The Japan News The long-awaited start to the baseball season has arrived. One manager receiving ample attention is Alex Ramirez, who last season led the Yokohama DeNA BayStars to the Japan Series for the first time in 19 years. Heading into his third season as a manager, Ramirez seeks to grab the Central League pennant and win the Japan Series — the two goals the team fell short of in 2017. Before assuming the managerial role, he spent 13 seasons in Nippon Professional Baseball (NPB) as a player, winning many individual titles and becoming the only foreign-born player to amass 2,000 career hits in Japan. The BayStars skipper discussed the secrets to his success with The Japan News.
Q: What was the key to your success in Japan?
Ramirez: One of the things that was very, very key to success here in Japan is to learn Japanese culture. That was the No. 1 thing. There were so many obstacles that we have to go through, throughout our career. Not only in baseball but outside baseball, things that we need to go through on a daily basis. Learning the culture was a very, very good factor in becoming a good baseball player here in Japan. Of course, we have the talent, because we come from the United States or Latin [America]. They bring us over here because we have the physical talent to play the game. But to be able to adjust to the Japanese way, that is very difficult.
Q: What were your philosophies or mottoes in adapting to Japanese baseball?
A: There’s a couple of things. I always have to remember that I’m in Japan and not in my country, and Japanese people do things a different way. So I have to change my mentality to the Japanese way. Of course, I still have to think a little bit about Venezuela, maybe 5 percent Venezuela or even the United States, but 90 percent has to be Japanese for me to be able to adjust here.
There’s three things that I always tell people. Number one: shoganai [it cannot be helped]. Number two: Hai, wakarimashita [Yes, I understand]. Number three: Gambarimasu [I will work hard]. On a daily basis you go through those things. To be able to accept those things in your life is not easy to do. But once you accept those things in your life, then you can say, “I’m established, I already know Japanese culture.”
Q: Why did you choose those three words? Especially shoganai?
A: Because everybody every day, especially for a foreign person, once we learn the system, we’re in a lot of shoganai situations. As a gaikokujin person, we think that things should not be that hard. If you just do it this way, you should be OK. But in the Japanese way, it’s a process, everything is a process — It’s going to take a little process. We have to go this duration, so it becomes a shoganai situation for me. Why do I have to wait, when we think it’s easy? No, no, no, you have to do it this way, you cannot cut corners — it’s a line and you have to follow the line, you cannot go around it. So, it becomes a shoganai situation every day.
Q: Did you find some sort of Japanese culture in the word shoganai?
A: The way Japanese people use it is: There is nothing you can do about it. Basically, even though you want to do something else, or you feel you can do something else, there is nothing you can do about this situation, you just have to deal with the situation. So that’s what I see in that word.
Q: Have you seen foreign players who cannot do shoganai?
A: Oh, a lot of foreigners cannot do shoganai, a lot of foreigners [just] complain. Because I was the first player, I was the first foreigner to start complaining about shoganai, until I learned how to use it, until I learned that I need to apply that in my life every single day. I used to complain a lot. But that is just the way it is. And when all the foreigners meet and we talk, most of the time that’s what we do, we just complain about many things. Especially first year, second year. We have to tell them, it’s a shoganai situation, you’re in Japan, there’s nothing you can do about those things. You just got to do what you need to do.

• Source material:
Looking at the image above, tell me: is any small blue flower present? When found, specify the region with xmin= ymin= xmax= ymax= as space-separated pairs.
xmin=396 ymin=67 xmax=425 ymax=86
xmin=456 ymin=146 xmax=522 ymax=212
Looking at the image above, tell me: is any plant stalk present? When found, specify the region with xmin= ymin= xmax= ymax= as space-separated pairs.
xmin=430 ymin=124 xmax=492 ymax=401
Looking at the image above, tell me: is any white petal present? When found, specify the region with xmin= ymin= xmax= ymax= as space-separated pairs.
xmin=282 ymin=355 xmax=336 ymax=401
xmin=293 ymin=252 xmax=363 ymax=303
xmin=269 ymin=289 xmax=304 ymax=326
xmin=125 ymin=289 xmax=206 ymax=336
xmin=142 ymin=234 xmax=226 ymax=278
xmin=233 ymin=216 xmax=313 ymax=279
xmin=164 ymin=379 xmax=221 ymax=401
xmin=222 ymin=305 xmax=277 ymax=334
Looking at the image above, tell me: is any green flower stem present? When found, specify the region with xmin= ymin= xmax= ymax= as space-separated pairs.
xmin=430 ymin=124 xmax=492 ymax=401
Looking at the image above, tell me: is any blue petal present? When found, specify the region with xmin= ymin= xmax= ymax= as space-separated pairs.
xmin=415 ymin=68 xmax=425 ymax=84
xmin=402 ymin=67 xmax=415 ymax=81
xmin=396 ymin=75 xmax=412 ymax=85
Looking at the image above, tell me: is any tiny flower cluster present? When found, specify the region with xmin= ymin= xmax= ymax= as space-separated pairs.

• Tasks to carry out:
• a. Based on the interview with Alex Ramirez, decide whether each statement below agrees with it: (i) Ramirez led the BayStars to the Japan Series for the first time in 19 years; (ii) Ramirez says 90 percent of his mentality has to be Japanese for him to adjust; (iii) Ramirez says he rarely complained during his early years in Japan. Answer yes or no for each and quote the words of the interview that decide it.
• b. From the listing, reproduce word for word every line from the line with "Looking at the image above, tell me: is any green" through the end of the listing.

• Written responses:
• a.
(i) Yes: "led the Yokohama DeNA BayStars to the Japan Series for the first time in 19 years"
(ii) Yes: "90 percent has to be Japanese for me to be able to adjust here"
(iii) No: "I used to complain a lot."

• b.
Looking at the image above, tell me: is any green flower stem present? When found, specify the region with xmin= ymin= xmax= ymax= as space-separated pairs.
xmin=430 ymin=124 xmax=492 ymax=401
Looking at the image above, tell me: is any blue petal present? When found, specify the region with xmin= ymin= xmax= ymax= as space-separated pairs.
xmin=415 ymin=68 xmax=425 ymax=84
xmin=402 ymin=67 xmax=415 ymax=81
xmin=396 ymin=75 xmax=412 ymax=85
Looking at the image above, tell me: is any tiny flower cluster present? When found, specify the region with xmin= ymin= xmax= ymax= as space-separated pairs.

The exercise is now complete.